## [DIRECTIVE]
In the listing below, put the stretch from the line containing "Where can the thatched" through the line containing "Where can the sandals", both included, into a JSON list of strings with one string per line and blank lines omitted.

---- TASK DATA

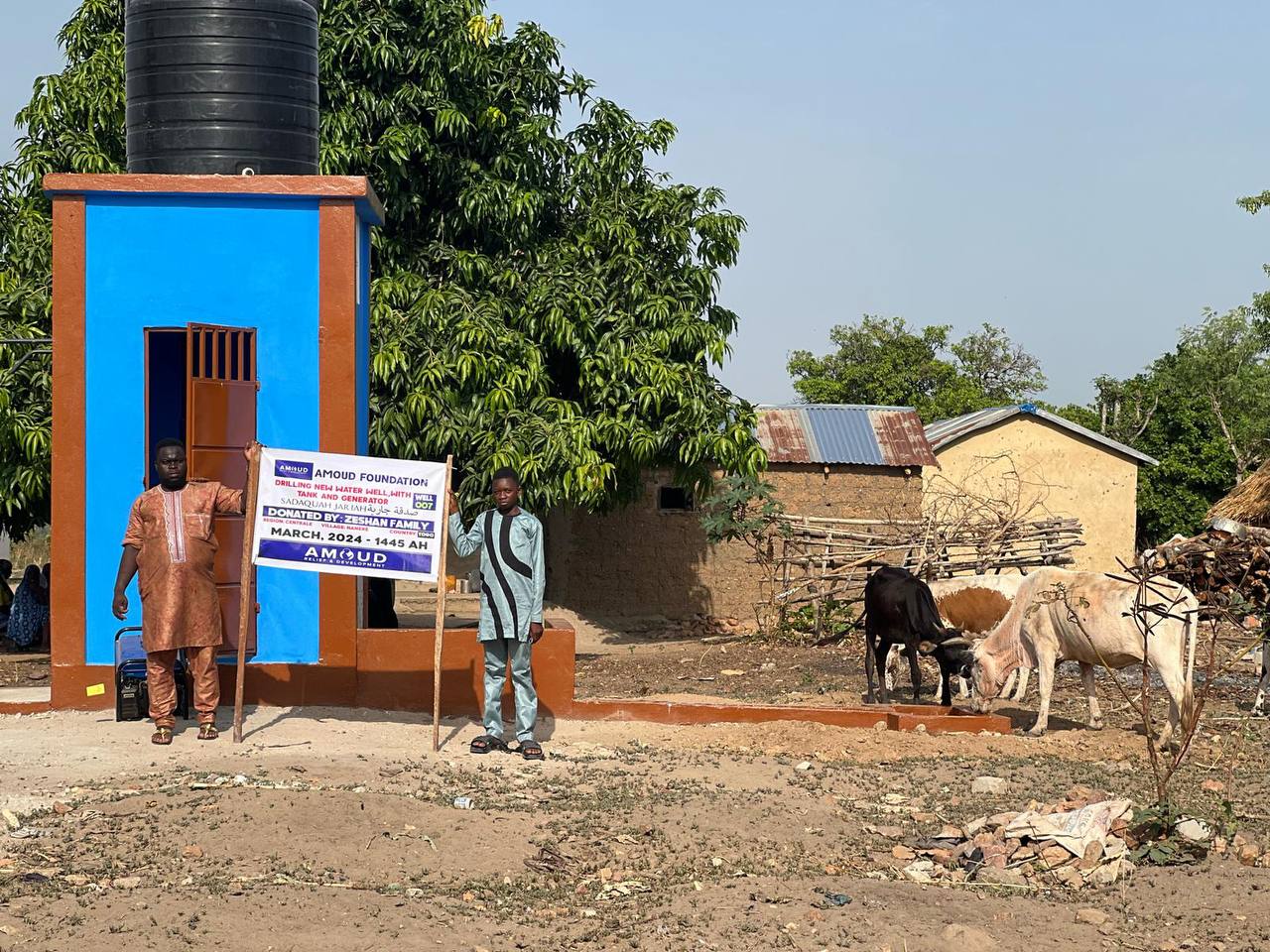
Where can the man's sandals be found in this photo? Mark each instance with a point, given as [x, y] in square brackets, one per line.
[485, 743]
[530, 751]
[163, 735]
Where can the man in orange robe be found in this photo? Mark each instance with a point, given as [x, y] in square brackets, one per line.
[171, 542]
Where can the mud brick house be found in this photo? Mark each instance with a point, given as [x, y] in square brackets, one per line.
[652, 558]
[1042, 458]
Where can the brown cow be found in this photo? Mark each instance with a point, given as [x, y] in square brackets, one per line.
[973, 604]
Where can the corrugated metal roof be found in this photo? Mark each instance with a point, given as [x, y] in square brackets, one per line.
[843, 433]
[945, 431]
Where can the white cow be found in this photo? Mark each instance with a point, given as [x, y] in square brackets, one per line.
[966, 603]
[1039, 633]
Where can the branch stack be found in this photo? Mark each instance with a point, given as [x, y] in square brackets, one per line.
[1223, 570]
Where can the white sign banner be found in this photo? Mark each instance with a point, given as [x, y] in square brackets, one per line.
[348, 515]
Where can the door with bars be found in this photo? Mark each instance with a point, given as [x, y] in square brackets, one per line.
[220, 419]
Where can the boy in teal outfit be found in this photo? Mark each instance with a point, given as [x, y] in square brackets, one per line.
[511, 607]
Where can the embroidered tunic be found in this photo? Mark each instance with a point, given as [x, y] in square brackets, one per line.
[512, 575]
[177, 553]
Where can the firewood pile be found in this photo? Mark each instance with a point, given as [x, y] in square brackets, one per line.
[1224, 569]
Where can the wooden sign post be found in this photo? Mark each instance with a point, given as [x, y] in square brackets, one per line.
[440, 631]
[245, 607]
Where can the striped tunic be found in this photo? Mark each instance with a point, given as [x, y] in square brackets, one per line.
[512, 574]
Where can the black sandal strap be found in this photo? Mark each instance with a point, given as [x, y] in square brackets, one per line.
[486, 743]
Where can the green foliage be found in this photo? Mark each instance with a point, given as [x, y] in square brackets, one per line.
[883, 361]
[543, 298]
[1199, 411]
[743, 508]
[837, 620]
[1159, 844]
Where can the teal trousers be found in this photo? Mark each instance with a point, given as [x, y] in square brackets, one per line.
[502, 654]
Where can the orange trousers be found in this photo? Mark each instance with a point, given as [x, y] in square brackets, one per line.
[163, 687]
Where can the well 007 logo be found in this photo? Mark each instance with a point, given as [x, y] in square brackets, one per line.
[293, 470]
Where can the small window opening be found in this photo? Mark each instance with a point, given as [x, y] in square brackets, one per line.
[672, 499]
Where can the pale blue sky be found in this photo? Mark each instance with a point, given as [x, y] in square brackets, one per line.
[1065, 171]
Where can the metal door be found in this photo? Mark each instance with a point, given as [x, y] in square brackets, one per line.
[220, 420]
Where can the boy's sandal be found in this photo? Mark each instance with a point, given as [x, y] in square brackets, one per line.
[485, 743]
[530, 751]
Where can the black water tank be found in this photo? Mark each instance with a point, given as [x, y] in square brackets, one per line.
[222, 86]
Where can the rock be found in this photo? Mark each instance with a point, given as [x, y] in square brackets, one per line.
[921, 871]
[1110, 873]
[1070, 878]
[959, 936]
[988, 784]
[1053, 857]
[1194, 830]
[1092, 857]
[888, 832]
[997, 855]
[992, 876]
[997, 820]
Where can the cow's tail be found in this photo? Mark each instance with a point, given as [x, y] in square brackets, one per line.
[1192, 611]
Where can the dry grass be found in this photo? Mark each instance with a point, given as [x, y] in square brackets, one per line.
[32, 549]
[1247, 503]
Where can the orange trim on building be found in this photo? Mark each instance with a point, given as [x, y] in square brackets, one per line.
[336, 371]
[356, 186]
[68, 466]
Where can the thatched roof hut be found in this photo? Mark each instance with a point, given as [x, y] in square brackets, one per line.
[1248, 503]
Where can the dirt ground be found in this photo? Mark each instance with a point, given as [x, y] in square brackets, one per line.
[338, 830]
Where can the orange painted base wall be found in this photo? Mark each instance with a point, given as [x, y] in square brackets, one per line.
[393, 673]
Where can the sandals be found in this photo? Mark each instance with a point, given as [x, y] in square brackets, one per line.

--------
---- TASK DATA

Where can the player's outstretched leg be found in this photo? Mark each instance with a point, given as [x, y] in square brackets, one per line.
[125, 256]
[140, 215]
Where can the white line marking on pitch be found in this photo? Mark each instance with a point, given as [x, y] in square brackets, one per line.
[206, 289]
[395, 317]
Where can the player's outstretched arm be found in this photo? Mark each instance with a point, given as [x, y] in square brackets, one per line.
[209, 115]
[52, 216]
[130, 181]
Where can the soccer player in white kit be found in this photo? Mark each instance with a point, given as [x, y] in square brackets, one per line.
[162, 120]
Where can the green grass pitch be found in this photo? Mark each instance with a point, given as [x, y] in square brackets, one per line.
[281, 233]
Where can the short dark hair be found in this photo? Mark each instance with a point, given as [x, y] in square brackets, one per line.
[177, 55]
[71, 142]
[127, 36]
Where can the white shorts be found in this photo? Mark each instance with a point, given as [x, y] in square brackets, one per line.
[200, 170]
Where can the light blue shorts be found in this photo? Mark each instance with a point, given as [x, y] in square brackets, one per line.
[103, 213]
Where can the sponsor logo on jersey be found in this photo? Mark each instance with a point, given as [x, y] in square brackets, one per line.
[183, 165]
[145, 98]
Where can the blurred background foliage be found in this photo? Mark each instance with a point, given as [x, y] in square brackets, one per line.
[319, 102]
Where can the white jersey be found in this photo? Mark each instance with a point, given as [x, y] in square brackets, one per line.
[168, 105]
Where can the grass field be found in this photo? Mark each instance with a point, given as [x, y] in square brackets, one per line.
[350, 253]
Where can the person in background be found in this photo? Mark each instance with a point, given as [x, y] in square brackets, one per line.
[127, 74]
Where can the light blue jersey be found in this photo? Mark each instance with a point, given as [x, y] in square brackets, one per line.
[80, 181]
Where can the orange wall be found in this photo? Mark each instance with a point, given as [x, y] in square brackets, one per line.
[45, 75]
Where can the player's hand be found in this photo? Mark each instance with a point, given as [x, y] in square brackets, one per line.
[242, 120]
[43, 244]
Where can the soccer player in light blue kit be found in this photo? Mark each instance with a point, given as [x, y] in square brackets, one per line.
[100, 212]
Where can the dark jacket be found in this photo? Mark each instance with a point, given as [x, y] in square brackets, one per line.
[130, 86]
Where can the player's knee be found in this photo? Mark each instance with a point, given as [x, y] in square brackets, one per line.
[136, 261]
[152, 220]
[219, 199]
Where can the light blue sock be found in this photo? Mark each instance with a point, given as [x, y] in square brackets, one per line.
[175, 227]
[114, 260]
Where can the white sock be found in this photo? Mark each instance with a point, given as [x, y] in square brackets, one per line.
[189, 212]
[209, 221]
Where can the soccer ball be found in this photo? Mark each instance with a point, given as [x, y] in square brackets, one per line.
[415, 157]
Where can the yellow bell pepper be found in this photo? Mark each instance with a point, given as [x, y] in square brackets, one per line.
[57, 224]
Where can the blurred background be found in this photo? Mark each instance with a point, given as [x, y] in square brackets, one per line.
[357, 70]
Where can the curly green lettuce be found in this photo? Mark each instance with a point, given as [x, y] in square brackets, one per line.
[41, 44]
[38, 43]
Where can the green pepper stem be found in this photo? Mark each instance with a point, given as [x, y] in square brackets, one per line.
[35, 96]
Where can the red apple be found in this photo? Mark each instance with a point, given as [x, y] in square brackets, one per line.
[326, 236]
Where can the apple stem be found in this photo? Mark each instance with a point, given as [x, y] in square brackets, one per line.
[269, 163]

--------

## [THE ANSWER]
[
  "Where can the thatched roof hut be found in this photo? Mark each instance with a point, given as [x, y] in square brackets, one per line.",
  "[1248, 503]",
  "Where can the dirt ground be found in this photo? Mark each instance with a point, given as [x, y] in square brackets, one per line.",
  "[338, 830]",
  "Where can the orange painted base wall be found in this photo? Mark each instance with a point, given as [x, y] in square brackets, one per line.",
  "[393, 673]",
  "Where can the sandals be found in this photo? Mark each instance with a point, given as [x, y] in square brackets, one per line."
]